Activities
1. Please reproduce word for word the part of the Dominican Republic news text starting with "Likewise, after the" and going on through "flight from JFK.".
2. Write the next part of the Dominican Republic news text, picking up after its final sentence.

Extracted text
• • • • • • •

Minette Velez, American Airlines Caribbean communications manager, now says that come September the SDQ (Las Americas International) flights to St. Maarten and Fort Lauderdale will be eliminated.
Likewise, after the peak summer months traffic is over, as of 3 September flights to San Juan, Puerto Rico, a very profitable route for AA, will be only served by American Eagle, and the jet service will be eliminated. Frequency will be increased from four to eight operations a day. AA flights from Las Americas International (SDQ) to John F Kennedy International in New York, will be reduced to one, from two. Santiago (STI) and Punta Cana (PUJ) will also only be served by a daily flight from JFK.
Earlier this week, Delta Airlines announced that it would suspend its JFK-SDQ flight as of 9 September, and reroute passengers through the Atlanta flight. The airline also plans to suspend its Santiago flight starting 15 September. US Airways has announced that it will reduce its operations to its Punta Cana route come September. The SDQ flight to Philadelphia could resume in November, the fuel situation permitting.
The director of the Dominican Civil Aviation Institute, Jose Tomas Perez is advocating tax cuts on aviation fuel and other costs passed on to consumers in the fares, to compensate for the record fuel costs. The DR depends on airline transportation, says Perez, who said that traffic is at around nine million passengers a year, including departures and arrivals. He said that tourism and the aviation industry combined make up 32% of the Gross Domestic Product.
These cuts in flights come at a time when several small Dominican-based airlines hope to enter market to fill the void left by the big companies.

Persons Trafficking report
The 2008 Trafficking in Persons Report from the US State Department highlights the DR as a Tier 2 country and urges the country to increase efforts to bring human traffickers to justice. The report also urged the DR to emphasize pursuing "complicit high-ranking government officials" who partake in this illegal activity. "The Dominican Republic is a source, transit, and destination country for men, women, and children trafficked for the purposes of commercial sexual exploitation and forced labor. A large number of
Dominican women are trafficked into prostitution and sexual exploitation in Western Europe, Australia, Argentina, Brazil, Costa Rica, Panama, Haiti, and other Caribbean destinations. A significant number of women, boys, and girls are trafficked within the country for sexual exploitation and domestic servitude." The report indicates that the Dominican government has made some attempt to curb the illegal trafficking of people. "The Government of the Dominican Republic does not fully comply with the minimum standards for the elimination of trafficking; however, it is making significant efforts to do so."

• • • • • • •

Given records
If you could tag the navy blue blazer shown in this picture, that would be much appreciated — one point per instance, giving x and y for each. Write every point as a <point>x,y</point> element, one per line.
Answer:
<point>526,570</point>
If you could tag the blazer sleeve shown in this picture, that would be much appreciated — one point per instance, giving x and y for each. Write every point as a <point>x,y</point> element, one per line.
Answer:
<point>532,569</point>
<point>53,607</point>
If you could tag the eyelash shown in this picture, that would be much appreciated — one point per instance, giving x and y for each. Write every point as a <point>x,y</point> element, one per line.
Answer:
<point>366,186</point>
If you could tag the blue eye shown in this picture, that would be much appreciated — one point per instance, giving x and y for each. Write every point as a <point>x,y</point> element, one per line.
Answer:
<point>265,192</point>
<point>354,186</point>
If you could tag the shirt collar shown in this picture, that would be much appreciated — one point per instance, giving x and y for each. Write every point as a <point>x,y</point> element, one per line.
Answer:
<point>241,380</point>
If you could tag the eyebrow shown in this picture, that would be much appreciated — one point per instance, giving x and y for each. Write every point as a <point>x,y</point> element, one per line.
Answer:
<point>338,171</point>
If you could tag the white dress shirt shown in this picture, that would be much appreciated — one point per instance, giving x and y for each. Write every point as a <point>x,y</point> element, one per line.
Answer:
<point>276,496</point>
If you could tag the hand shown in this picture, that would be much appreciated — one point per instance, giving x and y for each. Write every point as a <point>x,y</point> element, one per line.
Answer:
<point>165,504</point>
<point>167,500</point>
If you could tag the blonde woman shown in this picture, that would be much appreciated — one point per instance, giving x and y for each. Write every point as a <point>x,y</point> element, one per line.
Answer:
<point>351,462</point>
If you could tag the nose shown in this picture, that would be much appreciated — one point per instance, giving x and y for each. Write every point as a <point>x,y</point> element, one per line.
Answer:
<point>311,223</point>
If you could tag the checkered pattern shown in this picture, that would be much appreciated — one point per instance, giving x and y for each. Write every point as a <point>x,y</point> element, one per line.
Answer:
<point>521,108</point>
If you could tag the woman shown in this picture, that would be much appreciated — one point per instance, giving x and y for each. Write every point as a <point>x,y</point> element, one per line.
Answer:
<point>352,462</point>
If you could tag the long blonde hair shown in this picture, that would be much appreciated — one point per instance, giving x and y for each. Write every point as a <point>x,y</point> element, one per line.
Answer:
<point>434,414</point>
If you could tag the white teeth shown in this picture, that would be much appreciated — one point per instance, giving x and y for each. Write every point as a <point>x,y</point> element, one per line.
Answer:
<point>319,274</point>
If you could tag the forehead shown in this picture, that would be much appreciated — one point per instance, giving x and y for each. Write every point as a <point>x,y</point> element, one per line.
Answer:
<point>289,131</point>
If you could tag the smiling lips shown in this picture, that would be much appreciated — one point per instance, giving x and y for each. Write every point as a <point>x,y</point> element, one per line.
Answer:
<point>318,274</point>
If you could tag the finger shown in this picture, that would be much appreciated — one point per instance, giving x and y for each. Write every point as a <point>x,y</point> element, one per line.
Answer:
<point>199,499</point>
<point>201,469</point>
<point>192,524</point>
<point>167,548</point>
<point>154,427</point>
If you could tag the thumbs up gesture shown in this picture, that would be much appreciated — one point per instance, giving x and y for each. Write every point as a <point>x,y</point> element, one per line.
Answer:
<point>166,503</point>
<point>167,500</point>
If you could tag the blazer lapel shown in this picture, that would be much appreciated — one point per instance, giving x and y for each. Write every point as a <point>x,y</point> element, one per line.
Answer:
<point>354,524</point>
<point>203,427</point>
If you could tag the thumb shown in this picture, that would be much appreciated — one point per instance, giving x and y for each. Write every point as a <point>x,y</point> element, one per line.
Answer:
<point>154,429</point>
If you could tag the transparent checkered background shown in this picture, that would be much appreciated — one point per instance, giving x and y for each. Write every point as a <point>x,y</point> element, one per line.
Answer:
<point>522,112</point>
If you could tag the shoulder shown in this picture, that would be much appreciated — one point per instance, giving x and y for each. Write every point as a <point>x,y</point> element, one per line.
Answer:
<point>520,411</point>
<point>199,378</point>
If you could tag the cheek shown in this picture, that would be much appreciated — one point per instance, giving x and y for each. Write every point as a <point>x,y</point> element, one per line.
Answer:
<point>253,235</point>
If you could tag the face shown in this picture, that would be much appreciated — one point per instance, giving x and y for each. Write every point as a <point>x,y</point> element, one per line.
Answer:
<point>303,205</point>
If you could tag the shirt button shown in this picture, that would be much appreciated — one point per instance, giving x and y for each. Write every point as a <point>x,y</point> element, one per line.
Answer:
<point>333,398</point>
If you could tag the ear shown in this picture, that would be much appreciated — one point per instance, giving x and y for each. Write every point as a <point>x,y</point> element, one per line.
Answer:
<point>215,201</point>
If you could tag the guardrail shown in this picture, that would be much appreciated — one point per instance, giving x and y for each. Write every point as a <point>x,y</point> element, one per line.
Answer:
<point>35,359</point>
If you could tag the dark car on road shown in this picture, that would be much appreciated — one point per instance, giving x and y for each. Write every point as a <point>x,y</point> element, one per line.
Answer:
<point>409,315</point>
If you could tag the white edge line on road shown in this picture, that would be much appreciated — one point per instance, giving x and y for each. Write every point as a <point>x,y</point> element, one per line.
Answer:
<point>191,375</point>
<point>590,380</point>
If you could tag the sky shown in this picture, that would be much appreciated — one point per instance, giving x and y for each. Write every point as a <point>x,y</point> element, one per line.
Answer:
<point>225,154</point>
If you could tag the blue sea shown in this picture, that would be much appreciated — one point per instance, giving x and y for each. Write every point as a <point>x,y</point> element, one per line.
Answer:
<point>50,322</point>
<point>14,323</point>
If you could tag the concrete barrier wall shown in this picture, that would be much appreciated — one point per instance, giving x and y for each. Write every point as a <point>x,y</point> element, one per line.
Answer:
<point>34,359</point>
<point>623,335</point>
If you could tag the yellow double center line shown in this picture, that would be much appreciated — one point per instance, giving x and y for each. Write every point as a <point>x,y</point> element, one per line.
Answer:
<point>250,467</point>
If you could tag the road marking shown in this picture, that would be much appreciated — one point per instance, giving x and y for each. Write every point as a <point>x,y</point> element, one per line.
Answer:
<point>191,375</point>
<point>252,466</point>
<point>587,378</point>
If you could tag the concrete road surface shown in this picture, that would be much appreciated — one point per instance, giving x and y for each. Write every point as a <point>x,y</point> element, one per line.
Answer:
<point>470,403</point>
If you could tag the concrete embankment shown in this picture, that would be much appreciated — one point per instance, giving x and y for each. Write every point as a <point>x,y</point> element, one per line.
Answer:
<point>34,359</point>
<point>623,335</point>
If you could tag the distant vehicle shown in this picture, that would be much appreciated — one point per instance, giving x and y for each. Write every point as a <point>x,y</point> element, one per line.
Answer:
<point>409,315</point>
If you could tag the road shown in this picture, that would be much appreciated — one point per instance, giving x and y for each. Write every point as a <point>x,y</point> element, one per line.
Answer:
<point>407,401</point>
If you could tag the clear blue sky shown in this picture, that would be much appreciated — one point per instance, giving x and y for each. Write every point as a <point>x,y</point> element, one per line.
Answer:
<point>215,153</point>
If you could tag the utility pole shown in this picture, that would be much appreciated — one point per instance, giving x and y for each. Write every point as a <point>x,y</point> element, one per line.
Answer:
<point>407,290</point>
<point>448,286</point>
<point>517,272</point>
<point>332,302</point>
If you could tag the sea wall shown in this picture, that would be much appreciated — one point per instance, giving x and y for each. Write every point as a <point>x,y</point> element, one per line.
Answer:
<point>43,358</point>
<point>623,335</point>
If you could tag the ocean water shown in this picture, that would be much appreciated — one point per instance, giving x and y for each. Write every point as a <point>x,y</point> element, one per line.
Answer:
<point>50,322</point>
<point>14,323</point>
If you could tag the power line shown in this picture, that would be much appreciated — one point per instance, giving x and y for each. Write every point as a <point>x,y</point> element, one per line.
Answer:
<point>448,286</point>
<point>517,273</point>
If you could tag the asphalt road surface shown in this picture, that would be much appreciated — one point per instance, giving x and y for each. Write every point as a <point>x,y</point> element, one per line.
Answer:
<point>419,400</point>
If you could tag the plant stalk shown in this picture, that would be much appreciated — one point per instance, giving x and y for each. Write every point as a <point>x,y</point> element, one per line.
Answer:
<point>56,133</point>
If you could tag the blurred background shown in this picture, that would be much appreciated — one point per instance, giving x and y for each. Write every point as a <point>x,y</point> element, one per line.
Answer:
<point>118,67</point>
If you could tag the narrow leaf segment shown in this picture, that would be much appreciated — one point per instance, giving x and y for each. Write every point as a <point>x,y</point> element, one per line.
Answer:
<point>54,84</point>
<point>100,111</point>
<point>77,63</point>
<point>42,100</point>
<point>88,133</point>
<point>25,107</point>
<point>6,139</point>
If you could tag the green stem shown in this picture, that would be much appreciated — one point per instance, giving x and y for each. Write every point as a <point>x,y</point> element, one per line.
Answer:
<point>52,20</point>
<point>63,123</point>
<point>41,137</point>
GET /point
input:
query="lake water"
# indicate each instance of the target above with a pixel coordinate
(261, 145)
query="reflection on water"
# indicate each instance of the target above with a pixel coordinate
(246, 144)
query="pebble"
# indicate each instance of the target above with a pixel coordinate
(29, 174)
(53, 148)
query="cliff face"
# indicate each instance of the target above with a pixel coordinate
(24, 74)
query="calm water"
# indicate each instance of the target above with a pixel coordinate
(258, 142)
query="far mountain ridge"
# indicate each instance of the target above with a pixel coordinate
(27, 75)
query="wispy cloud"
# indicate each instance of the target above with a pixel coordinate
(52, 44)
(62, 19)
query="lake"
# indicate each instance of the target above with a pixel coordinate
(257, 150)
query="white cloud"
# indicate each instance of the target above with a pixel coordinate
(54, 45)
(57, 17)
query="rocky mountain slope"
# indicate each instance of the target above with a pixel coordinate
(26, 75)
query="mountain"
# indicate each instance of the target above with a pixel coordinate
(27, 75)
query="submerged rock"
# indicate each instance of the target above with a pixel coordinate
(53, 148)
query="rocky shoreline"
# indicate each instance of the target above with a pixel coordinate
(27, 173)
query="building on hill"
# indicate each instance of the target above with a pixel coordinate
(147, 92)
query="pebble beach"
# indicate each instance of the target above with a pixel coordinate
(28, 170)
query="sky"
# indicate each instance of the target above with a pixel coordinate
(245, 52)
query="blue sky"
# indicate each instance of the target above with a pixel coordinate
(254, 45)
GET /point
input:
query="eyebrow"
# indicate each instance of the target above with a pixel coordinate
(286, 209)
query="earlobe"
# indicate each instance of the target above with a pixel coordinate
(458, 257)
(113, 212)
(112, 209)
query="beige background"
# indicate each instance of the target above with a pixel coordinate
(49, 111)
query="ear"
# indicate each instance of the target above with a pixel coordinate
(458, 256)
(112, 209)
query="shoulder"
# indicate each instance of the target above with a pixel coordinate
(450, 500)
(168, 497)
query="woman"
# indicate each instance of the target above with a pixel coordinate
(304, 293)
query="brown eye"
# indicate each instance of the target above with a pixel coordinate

• • • • • • •

Outputs by task
1.
Likewise, after the peak summer months traffic is over, as of 3 September flights to San Juan, Puerto Rico, a very profitable route for AA, will be only served by American Eagle, and the jet service will be eliminated. Frequency will be increased from four to eight operations a day. AA flights from Las Americas International (SDQ) to John F Kennedy International in New York, will be reduced to one, from two. Santiago (STI) and Punta Cana (PUJ) will also only be served by a daily flight from JFK.

2.
For more information see: www.state.gov/g/tip/rls/tiprpt/2008/

Loft shooter out on bail
Former National Police private Fray Pablo Villaman Toribio is now out on RD$20 million bail. Villaman was imprisoned after a shooting at Santo Domingo's Loft nightclub, which left three people dead. Villaman will be barred from leaving the country and is expected to make periodic appearances in front of magistrates. The shooting incident occurred in the club's parking lot last May, and while details are still not clear, the resulting altercation lead to guns being brandished. In the aftermath, Yasser Nader Rojas, Ignacio Antonio Manon Tapia and Fidel Ernesto Estevez Hernandez were shot and killed.

DR volleyball on a roll
The Dominican Volleyball team is on a roll after beating the Mexican team 25-19, 25-15 and 25-7 in the Pan American Volleyball Cup taking place in Tijuana, Mexico. The Dominican team has only lost once in the tournament, against Argentina, and with the victory against Mexico has secured a spot in the 2009 World Grand Prix that will take place in Japan. Brazil and the DR advanced to the semi-finals of the tournament.